[Rows of box annotation data]
---

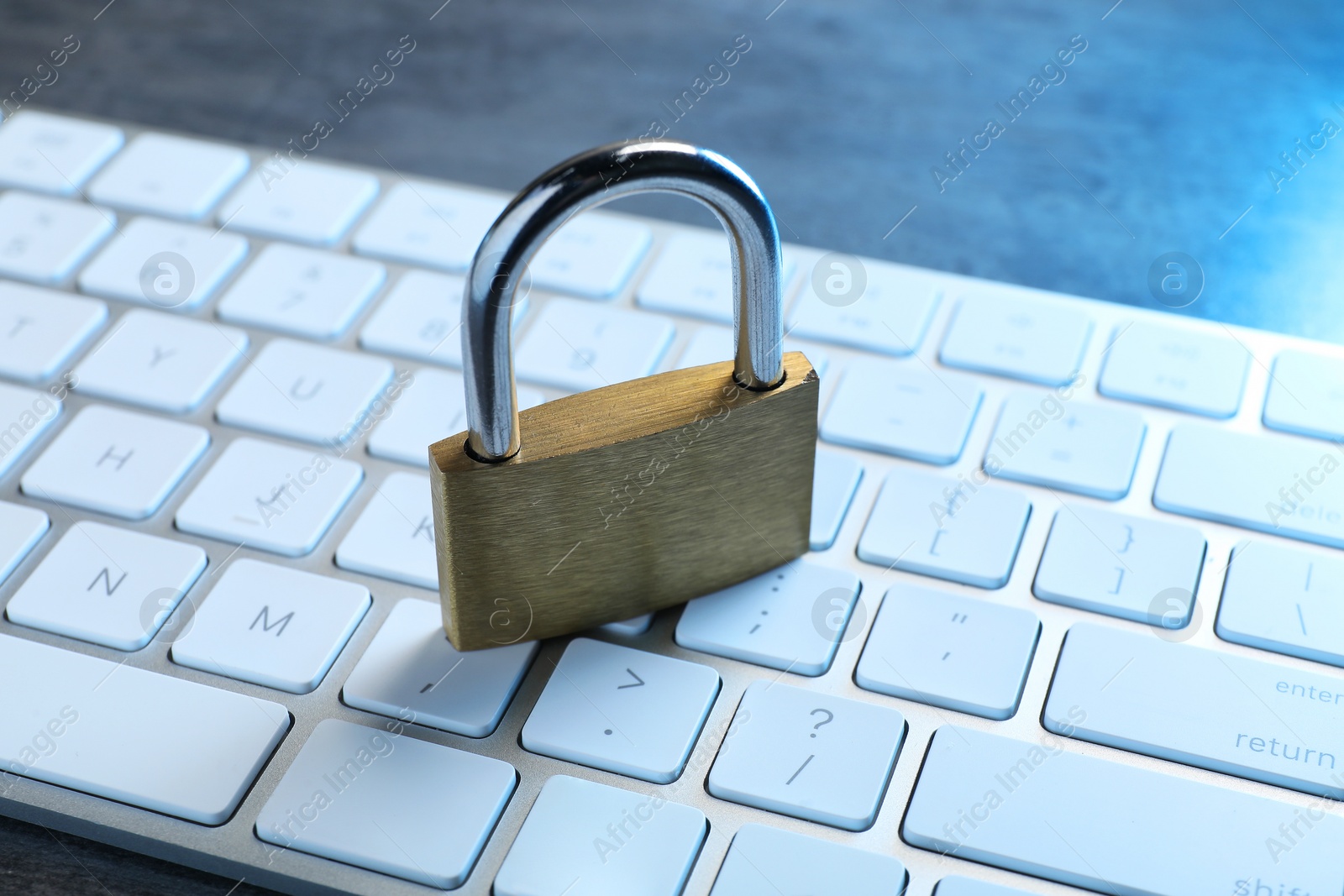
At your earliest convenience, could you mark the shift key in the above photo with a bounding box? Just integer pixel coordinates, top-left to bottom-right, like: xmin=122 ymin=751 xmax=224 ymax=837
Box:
xmin=1043 ymin=623 xmax=1344 ymax=799
xmin=900 ymin=725 xmax=1344 ymax=896
xmin=1153 ymin=423 xmax=1344 ymax=548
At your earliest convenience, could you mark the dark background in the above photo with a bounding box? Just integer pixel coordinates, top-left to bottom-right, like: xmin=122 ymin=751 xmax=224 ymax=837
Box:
xmin=0 ymin=0 xmax=1344 ymax=896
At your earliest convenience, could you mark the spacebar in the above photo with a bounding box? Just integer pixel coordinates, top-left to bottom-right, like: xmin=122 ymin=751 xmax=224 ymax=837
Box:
xmin=902 ymin=726 xmax=1344 ymax=896
xmin=0 ymin=636 xmax=289 ymax=825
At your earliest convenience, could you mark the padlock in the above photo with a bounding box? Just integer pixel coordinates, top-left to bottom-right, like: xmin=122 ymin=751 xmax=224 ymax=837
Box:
xmin=428 ymin=141 xmax=820 ymax=650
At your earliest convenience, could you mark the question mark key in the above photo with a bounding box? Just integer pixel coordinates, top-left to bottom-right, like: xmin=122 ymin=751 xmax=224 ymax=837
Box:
xmin=708 ymin=681 xmax=906 ymax=831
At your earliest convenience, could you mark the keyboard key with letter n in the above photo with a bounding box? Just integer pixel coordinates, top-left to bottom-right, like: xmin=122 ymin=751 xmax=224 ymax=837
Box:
xmin=1153 ymin=423 xmax=1344 ymax=548
xmin=900 ymin=726 xmax=1344 ymax=896
xmin=1042 ymin=623 xmax=1344 ymax=800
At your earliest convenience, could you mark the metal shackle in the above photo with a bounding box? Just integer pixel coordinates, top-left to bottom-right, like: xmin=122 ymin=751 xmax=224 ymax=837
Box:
xmin=462 ymin=139 xmax=784 ymax=462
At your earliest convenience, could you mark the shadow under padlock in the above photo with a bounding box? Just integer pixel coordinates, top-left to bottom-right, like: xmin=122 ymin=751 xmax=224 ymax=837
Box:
xmin=428 ymin=141 xmax=820 ymax=650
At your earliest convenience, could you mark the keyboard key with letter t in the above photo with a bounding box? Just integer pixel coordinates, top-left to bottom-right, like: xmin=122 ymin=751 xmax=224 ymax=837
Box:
xmin=858 ymin=470 xmax=1031 ymax=589
xmin=1042 ymin=623 xmax=1344 ymax=806
xmin=938 ymin=294 xmax=1091 ymax=385
xmin=1216 ymin=542 xmax=1344 ymax=668
xmin=1153 ymin=423 xmax=1344 ymax=548
xmin=492 ymin=775 xmax=708 ymax=896
xmin=900 ymin=731 xmax=1344 ymax=896
xmin=520 ymin=638 xmax=719 ymax=784
xmin=0 ymin=636 xmax=289 ymax=825
xmin=706 ymin=679 xmax=906 ymax=831
xmin=257 ymin=719 xmax=517 ymax=889
xmin=0 ymin=282 xmax=108 ymax=383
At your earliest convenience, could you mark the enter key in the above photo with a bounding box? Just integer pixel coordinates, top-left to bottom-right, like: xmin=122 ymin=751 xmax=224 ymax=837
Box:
xmin=1043 ymin=623 xmax=1344 ymax=799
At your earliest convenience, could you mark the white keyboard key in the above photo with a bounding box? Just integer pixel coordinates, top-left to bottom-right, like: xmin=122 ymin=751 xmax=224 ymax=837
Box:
xmin=215 ymin=160 xmax=378 ymax=246
xmin=1215 ymin=542 xmax=1344 ymax=666
xmin=20 ymin=405 xmax=210 ymax=520
xmin=710 ymin=822 xmax=908 ymax=896
xmin=820 ymin=359 xmax=985 ymax=464
xmin=257 ymin=719 xmax=517 ymax=889
xmin=984 ymin=392 xmax=1147 ymax=501
xmin=492 ymin=775 xmax=708 ymax=896
xmin=528 ymin=212 xmax=654 ymax=298
xmin=1032 ymin=505 xmax=1207 ymax=629
xmin=79 ymin=217 xmax=247 ymax=309
xmin=218 ymin=244 xmax=387 ymax=338
xmin=352 ymin=181 xmax=508 ymax=271
xmin=336 ymin=473 xmax=438 ymax=592
xmin=853 ymin=584 xmax=1040 ymax=720
xmin=0 ymin=282 xmax=108 ymax=383
xmin=938 ymin=294 xmax=1091 ymax=385
xmin=676 ymin=560 xmax=858 ymax=676
xmin=858 ymin=470 xmax=1031 ymax=589
xmin=900 ymin=731 xmax=1344 ymax=896
xmin=5 ymin=520 xmax=206 ymax=650
xmin=0 ymin=110 xmax=123 ymax=196
xmin=1265 ymin=351 xmax=1344 ymax=439
xmin=341 ymin=598 xmax=538 ymax=737
xmin=522 ymin=638 xmax=719 ymax=784
xmin=517 ymin=298 xmax=675 ymax=392
xmin=808 ymin=448 xmax=863 ymax=551
xmin=0 ymin=383 xmax=60 ymax=475
xmin=172 ymin=558 xmax=372 ymax=693
xmin=1040 ymin=623 xmax=1344 ymax=799
xmin=636 ymin=230 xmax=790 ymax=326
xmin=0 ymin=192 xmax=117 ymax=284
xmin=359 ymin=270 xmax=527 ymax=367
xmin=1097 ymin=321 xmax=1252 ymax=418
xmin=706 ymin=681 xmax=906 ymax=831
xmin=368 ymin=369 xmax=546 ymax=473
xmin=789 ymin=255 xmax=942 ymax=354
xmin=0 ymin=501 xmax=51 ymax=584
xmin=0 ymin=636 xmax=289 ymax=825
xmin=175 ymin=439 xmax=365 ymax=558
xmin=76 ymin=309 xmax=247 ymax=414
xmin=215 ymin=338 xmax=392 ymax=445
xmin=1153 ymin=423 xmax=1344 ymax=548
xmin=676 ymin=327 xmax=831 ymax=376
xmin=89 ymin=134 xmax=251 ymax=220
xmin=602 ymin=612 xmax=654 ymax=638
xmin=934 ymin=878 xmax=1026 ymax=896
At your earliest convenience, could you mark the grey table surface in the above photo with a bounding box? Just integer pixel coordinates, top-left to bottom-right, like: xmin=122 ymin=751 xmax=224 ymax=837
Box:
xmin=0 ymin=0 xmax=1344 ymax=896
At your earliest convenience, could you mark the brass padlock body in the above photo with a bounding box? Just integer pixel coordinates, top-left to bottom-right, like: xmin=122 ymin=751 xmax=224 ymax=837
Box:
xmin=428 ymin=352 xmax=820 ymax=650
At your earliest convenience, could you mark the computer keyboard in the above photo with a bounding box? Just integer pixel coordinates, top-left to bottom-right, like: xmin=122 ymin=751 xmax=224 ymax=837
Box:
xmin=0 ymin=110 xmax=1344 ymax=896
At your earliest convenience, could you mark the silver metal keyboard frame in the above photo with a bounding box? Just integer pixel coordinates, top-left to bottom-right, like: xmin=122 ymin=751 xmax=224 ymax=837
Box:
xmin=0 ymin=113 xmax=1341 ymax=896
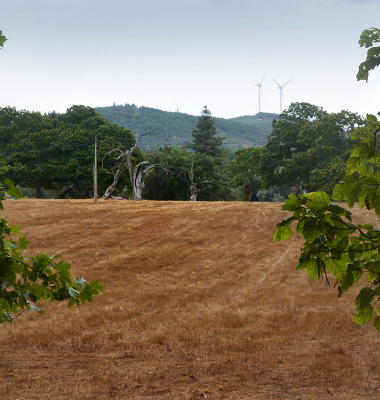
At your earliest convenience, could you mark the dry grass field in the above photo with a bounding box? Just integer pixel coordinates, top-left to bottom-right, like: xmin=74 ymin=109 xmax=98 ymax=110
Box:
xmin=0 ymin=199 xmax=380 ymax=400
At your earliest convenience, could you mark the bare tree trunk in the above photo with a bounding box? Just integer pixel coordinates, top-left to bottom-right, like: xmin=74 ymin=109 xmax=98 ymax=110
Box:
xmin=133 ymin=161 xmax=170 ymax=200
xmin=102 ymin=128 xmax=157 ymax=200
xmin=103 ymin=166 xmax=125 ymax=200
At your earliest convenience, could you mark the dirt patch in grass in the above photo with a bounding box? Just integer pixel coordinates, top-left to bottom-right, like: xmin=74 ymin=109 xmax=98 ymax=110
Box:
xmin=0 ymin=199 xmax=380 ymax=400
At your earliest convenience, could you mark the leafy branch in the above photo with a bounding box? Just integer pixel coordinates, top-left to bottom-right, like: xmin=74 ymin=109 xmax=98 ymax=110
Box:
xmin=0 ymin=179 xmax=104 ymax=323
xmin=273 ymin=113 xmax=380 ymax=332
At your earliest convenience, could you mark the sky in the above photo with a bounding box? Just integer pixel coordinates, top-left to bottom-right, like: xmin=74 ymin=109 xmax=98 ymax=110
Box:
xmin=0 ymin=0 xmax=380 ymax=118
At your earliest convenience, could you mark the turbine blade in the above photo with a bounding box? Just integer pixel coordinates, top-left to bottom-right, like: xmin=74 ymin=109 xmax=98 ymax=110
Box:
xmin=282 ymin=78 xmax=293 ymax=87
xmin=272 ymin=77 xmax=282 ymax=89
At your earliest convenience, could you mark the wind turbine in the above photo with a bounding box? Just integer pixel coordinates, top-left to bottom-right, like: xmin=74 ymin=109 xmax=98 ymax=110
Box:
xmin=272 ymin=78 xmax=293 ymax=114
xmin=254 ymin=74 xmax=266 ymax=114
xmin=174 ymin=103 xmax=185 ymax=112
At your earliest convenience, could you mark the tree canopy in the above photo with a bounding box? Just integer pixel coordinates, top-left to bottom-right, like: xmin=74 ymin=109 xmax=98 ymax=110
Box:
xmin=143 ymin=147 xmax=233 ymax=201
xmin=356 ymin=28 xmax=380 ymax=82
xmin=185 ymin=106 xmax=225 ymax=164
xmin=273 ymin=28 xmax=380 ymax=332
xmin=224 ymin=147 xmax=263 ymax=201
xmin=263 ymin=103 xmax=364 ymax=192
xmin=0 ymin=106 xmax=143 ymax=197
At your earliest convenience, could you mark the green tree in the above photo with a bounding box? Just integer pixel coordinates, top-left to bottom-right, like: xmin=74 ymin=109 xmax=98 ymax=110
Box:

---

[Work instructions]
Can you update the records from the line containing "At your earliest convenience, could you mark the padlock" through the line containing "xmin=462 ymin=139 xmax=784 ymax=462", inclusive, so that "photo" becomes "image" and nothing else changes?

[Solution for this exercise]
At your earliest convenience, could you mark the padlock in the above image with a bounding box? Just integer pixel coordinates, top-left to bottom-right, like: xmin=122 ymin=751 xmax=224 ymax=837
Box:
xmin=428 ymin=141 xmax=820 ymax=650
At your earliest convenience, could you mark the question mark key in the above image with a bounding box? Just integer pixel coordinates, top-left to bottom-right, like: xmin=122 ymin=751 xmax=224 ymax=837
Box:
xmin=708 ymin=681 xmax=906 ymax=831
At your earliest convenience, could you mark the keyboard key with letter n in the above image with a bounding box? Just integer pixel coordinates, top-left to bottom-right, like: xmin=122 ymin=751 xmax=224 ymax=837
Box:
xmin=1153 ymin=423 xmax=1344 ymax=548
xmin=900 ymin=726 xmax=1344 ymax=896
xmin=1042 ymin=623 xmax=1344 ymax=800
At your earliest convenience, could you mark the metal shackle in the above image with a bounding box? Just integer pixel coordinates, top-left to bottom-right, like: xmin=122 ymin=751 xmax=224 ymax=837
Box:
xmin=462 ymin=139 xmax=784 ymax=462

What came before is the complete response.